- [AIM]: Return every line of the material that contains the string "light". Case counts, so match only that exact capitalization.

- [RAW DATA]:
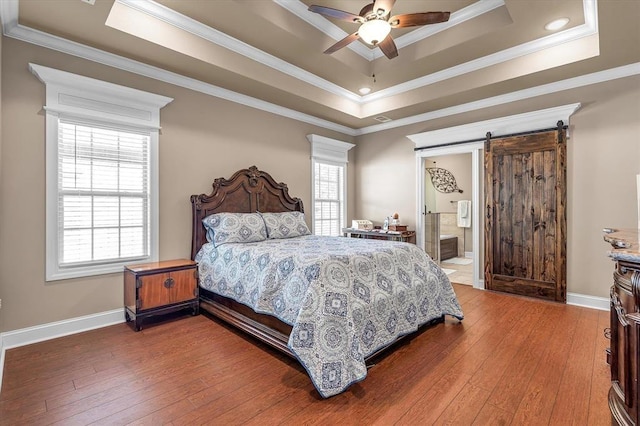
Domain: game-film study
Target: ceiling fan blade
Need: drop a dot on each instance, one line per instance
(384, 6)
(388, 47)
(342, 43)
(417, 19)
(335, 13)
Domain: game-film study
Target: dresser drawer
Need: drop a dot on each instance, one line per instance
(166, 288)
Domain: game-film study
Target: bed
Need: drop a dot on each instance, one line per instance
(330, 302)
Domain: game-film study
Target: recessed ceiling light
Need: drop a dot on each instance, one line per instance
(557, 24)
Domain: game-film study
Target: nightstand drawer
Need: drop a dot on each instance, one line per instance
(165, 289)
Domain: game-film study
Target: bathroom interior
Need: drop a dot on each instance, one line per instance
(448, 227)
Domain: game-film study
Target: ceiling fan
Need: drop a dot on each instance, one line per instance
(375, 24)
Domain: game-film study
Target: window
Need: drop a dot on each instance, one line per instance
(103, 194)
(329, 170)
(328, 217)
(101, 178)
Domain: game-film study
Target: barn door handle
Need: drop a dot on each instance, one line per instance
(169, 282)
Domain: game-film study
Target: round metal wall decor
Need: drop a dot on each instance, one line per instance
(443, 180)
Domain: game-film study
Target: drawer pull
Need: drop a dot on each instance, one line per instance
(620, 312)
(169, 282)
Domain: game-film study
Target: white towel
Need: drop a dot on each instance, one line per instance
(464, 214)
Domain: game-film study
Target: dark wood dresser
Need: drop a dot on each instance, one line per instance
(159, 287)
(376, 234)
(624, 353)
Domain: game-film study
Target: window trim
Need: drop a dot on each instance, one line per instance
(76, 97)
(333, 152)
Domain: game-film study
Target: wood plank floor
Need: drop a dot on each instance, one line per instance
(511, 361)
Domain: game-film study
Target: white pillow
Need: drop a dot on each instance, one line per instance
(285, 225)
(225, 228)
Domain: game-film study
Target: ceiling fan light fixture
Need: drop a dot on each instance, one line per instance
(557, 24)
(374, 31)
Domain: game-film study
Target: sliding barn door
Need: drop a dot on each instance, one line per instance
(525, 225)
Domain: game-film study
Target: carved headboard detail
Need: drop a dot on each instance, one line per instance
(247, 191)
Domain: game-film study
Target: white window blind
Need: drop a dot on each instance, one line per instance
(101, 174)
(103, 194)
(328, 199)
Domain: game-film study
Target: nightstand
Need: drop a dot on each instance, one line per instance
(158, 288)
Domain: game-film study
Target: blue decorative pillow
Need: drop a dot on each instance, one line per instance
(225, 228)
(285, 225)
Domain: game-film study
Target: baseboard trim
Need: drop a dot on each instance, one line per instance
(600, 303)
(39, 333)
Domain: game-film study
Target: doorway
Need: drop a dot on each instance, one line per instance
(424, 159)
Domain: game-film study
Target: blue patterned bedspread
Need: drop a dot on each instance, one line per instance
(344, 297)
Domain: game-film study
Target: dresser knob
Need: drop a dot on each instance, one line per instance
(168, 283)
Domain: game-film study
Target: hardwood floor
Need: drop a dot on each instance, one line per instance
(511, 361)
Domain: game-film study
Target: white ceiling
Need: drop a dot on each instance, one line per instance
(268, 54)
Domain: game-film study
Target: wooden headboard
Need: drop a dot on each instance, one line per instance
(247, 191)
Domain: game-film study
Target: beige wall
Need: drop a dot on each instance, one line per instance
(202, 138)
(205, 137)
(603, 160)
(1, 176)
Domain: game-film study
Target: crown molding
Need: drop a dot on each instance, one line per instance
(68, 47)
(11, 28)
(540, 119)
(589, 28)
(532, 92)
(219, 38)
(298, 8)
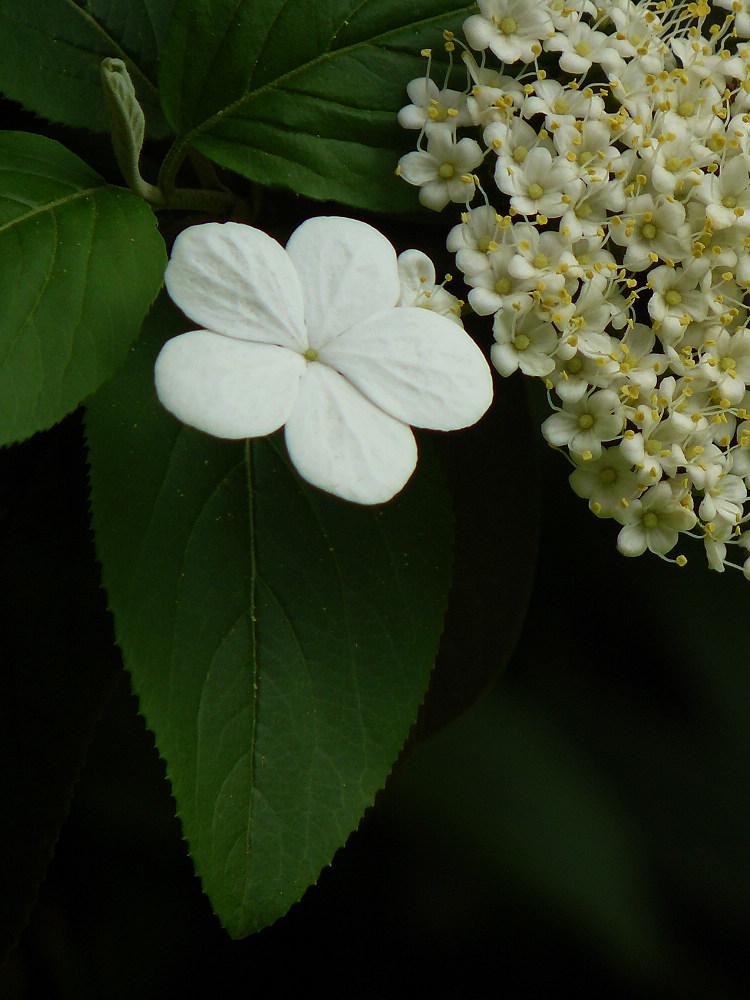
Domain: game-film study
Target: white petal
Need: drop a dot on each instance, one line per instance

- [ANSWER TO THIS EXERCISE]:
Target: recessed ceiling light
Target: ceiling fan light fixture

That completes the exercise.